From the entries below, output the line with "x=277, y=553" and each following line up to and including the line with "the red roof", exactly as written.

**Records provided:**
########

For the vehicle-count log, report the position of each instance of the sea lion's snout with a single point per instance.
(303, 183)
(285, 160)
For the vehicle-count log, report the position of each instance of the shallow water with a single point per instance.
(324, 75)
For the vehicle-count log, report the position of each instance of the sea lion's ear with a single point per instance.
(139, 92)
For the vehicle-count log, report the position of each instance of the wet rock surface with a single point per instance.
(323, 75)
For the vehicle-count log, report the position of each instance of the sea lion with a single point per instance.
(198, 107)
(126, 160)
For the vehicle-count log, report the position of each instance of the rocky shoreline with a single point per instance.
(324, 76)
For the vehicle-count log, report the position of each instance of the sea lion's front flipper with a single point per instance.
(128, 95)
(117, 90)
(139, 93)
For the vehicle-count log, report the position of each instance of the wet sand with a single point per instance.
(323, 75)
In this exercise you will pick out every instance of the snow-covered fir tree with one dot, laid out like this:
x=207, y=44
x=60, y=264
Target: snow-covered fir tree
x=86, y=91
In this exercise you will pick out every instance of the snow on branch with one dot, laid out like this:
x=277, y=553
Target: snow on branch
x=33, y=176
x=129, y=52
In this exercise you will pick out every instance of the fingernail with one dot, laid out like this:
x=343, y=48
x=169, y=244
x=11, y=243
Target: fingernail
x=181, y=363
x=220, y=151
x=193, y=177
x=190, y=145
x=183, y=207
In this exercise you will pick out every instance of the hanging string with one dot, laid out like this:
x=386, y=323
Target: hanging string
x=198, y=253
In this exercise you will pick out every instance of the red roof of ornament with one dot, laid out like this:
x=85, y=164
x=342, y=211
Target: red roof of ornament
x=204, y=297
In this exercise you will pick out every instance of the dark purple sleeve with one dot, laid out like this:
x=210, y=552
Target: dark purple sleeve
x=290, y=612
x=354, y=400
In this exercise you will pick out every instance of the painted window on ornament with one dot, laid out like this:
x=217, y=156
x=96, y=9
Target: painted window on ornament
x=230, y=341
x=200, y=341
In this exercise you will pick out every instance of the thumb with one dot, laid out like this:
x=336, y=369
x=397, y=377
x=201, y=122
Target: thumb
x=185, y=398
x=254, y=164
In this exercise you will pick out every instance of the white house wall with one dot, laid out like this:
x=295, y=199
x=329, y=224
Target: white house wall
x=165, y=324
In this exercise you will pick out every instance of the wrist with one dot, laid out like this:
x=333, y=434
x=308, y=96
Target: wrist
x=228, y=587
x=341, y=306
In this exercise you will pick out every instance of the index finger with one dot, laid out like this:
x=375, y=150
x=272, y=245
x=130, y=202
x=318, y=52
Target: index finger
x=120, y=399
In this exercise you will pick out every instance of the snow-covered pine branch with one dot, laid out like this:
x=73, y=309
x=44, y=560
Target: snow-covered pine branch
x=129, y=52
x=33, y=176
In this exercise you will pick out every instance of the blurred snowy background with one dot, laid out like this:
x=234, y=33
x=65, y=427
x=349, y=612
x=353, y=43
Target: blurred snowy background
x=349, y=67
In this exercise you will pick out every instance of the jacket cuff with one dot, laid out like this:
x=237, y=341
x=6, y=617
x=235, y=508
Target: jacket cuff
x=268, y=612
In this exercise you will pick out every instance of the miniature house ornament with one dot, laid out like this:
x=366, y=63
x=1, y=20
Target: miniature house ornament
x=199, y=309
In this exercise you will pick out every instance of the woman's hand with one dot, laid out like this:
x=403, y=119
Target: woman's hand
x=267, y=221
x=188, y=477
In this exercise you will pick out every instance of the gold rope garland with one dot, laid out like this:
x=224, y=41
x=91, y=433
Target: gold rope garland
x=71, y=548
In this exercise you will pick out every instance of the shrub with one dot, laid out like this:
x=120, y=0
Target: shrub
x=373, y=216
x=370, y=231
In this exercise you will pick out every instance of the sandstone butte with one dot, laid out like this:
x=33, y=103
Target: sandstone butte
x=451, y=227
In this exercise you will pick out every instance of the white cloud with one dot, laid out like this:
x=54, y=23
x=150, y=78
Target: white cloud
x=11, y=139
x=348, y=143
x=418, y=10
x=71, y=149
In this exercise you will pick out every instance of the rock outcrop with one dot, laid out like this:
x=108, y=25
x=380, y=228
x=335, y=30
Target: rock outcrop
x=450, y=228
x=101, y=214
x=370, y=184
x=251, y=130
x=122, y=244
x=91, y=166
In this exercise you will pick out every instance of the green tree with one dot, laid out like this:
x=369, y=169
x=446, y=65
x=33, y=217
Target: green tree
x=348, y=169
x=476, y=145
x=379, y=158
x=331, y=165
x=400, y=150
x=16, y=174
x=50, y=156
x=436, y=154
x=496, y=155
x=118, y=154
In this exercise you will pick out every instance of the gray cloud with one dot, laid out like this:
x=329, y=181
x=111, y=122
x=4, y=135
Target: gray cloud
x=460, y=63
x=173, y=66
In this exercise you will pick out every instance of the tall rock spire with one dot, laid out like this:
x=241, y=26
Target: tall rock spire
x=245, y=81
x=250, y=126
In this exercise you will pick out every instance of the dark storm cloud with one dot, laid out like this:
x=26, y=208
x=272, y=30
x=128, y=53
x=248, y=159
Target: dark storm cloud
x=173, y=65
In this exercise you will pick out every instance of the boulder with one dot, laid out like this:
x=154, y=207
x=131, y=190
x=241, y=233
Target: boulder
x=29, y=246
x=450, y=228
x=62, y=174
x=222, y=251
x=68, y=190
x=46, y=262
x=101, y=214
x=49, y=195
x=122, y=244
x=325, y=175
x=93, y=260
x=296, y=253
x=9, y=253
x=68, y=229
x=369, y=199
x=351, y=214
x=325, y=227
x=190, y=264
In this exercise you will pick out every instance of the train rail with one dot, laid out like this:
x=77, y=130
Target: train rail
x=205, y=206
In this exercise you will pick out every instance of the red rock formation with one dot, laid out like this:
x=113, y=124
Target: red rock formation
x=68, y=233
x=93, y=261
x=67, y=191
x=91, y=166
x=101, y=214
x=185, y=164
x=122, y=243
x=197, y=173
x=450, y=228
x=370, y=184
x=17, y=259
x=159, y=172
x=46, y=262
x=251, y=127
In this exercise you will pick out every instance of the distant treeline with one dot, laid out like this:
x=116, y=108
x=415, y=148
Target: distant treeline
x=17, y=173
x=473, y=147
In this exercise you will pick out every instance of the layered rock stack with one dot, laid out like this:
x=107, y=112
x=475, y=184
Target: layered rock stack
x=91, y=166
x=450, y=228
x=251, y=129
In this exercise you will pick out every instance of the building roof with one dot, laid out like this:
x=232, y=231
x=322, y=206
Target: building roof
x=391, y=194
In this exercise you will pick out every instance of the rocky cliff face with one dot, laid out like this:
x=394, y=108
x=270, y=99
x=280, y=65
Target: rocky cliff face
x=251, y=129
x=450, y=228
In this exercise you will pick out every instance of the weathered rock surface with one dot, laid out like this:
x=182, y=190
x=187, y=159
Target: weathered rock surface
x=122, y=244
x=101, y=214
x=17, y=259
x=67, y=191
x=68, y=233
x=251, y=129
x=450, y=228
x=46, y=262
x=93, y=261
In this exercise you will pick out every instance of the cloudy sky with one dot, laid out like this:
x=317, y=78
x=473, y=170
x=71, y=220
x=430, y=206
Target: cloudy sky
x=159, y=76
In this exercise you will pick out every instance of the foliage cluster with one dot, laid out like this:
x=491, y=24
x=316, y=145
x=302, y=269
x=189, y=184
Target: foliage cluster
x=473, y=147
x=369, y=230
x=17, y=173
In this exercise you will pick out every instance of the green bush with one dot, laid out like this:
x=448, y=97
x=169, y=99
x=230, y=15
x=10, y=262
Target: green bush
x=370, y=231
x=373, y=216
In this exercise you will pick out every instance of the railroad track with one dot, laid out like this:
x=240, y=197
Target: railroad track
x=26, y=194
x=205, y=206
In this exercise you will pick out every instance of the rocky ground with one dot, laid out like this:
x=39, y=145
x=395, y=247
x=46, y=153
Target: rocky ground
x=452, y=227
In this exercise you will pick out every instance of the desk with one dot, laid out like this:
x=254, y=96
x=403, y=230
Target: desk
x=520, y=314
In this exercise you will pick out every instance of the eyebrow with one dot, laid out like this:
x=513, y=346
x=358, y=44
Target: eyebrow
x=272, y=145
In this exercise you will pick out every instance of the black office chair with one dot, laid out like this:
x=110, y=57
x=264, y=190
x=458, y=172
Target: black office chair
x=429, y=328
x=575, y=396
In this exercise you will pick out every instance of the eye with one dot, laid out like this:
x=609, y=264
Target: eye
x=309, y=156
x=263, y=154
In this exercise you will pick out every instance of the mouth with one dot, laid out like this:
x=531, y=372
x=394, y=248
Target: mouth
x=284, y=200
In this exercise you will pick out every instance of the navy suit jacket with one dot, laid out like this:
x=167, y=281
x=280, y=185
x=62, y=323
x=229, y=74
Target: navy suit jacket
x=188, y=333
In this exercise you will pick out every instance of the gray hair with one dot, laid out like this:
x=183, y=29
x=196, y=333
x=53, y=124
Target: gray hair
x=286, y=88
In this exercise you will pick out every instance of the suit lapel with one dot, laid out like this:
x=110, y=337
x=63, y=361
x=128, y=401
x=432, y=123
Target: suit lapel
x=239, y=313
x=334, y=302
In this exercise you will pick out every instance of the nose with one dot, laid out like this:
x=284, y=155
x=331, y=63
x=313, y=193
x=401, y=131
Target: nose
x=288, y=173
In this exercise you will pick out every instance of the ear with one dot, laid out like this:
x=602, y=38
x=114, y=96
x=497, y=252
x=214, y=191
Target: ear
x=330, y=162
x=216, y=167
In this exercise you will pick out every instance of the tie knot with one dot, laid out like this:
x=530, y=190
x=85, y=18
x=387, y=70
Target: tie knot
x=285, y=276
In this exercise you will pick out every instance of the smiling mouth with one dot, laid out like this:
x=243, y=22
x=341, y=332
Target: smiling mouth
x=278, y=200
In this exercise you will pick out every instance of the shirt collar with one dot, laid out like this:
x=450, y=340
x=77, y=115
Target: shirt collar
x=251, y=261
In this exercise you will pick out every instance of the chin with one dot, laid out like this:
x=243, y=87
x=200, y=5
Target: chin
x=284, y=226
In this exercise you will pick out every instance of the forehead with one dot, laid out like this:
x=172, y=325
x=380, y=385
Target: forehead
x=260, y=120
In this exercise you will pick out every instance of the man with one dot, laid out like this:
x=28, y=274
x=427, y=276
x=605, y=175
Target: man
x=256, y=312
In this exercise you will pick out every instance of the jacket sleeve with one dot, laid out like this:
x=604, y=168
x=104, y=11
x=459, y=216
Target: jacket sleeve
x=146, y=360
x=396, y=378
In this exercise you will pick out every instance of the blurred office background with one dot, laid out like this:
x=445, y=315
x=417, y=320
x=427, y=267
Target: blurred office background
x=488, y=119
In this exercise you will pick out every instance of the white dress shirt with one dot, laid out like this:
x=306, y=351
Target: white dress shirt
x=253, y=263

########

**Expected answer:**
x=277, y=553
Target: snow on branch
x=33, y=176
x=129, y=52
In this exercise you will pick out every instance of the fingernail with one dot, laid out like this:
x=343, y=48
x=169, y=244
x=11, y=243
Target: fingernail
x=181, y=363
x=220, y=151
x=193, y=177
x=190, y=145
x=183, y=207
In this exercise you will pick out every instance of the hanging string with one dot, laid out like this:
x=386, y=323
Target: hanging string
x=198, y=253
In this exercise you will pick out every instance of the red roof of ornament with one dot, laid out like this:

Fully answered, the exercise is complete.